Exercise aim => Set down the records once more, please, exactly and with the pictures left out.

Available records =>

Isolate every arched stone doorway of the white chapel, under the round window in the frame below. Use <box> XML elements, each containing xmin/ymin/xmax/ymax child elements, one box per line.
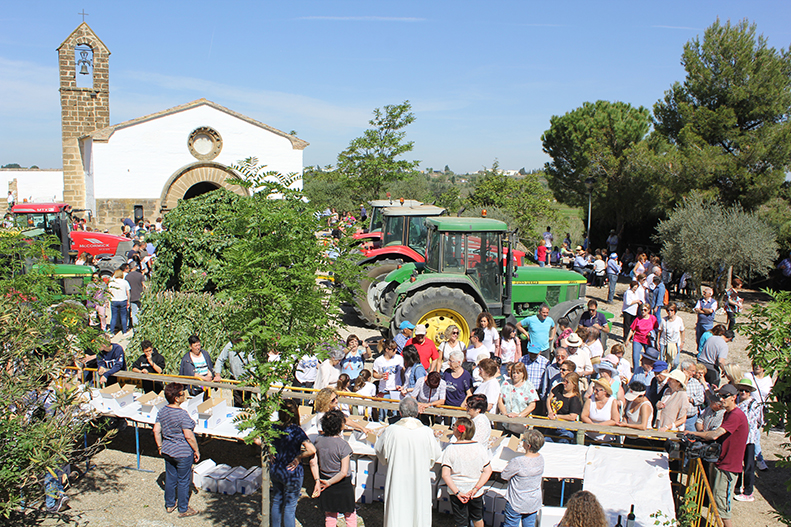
<box><xmin>160</xmin><ymin>162</ymin><xmax>249</xmax><ymax>212</ymax></box>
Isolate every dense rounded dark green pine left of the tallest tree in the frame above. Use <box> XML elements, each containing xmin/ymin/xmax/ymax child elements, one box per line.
<box><xmin>541</xmin><ymin>101</ymin><xmax>653</xmax><ymax>236</ymax></box>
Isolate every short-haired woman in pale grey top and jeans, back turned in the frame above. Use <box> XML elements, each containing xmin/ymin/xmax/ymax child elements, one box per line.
<box><xmin>500</xmin><ymin>430</ymin><xmax>544</xmax><ymax>527</ymax></box>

Result of the exercise =>
Isolate every arched stone doorway of the white chapel, under the round window in the frame below. Use <box> XML elements, each containing xmin/ymin/xmax/ymax child elements, one box per line.
<box><xmin>160</xmin><ymin>162</ymin><xmax>249</xmax><ymax>212</ymax></box>
Isolate every dense rounded dark green pine left of the tallest tree in the frame above. Use <box> XML elements, each containing xmin/ymin/xmax/ymax child elements, one box per line.
<box><xmin>541</xmin><ymin>101</ymin><xmax>653</xmax><ymax>236</ymax></box>
Isolate every short-haired woman in pale grey top and jeans, back turned in the frame above. Use <box> XML elements, each containing xmin/ymin/xmax/ymax child elements, one box per line.
<box><xmin>500</xmin><ymin>430</ymin><xmax>544</xmax><ymax>527</ymax></box>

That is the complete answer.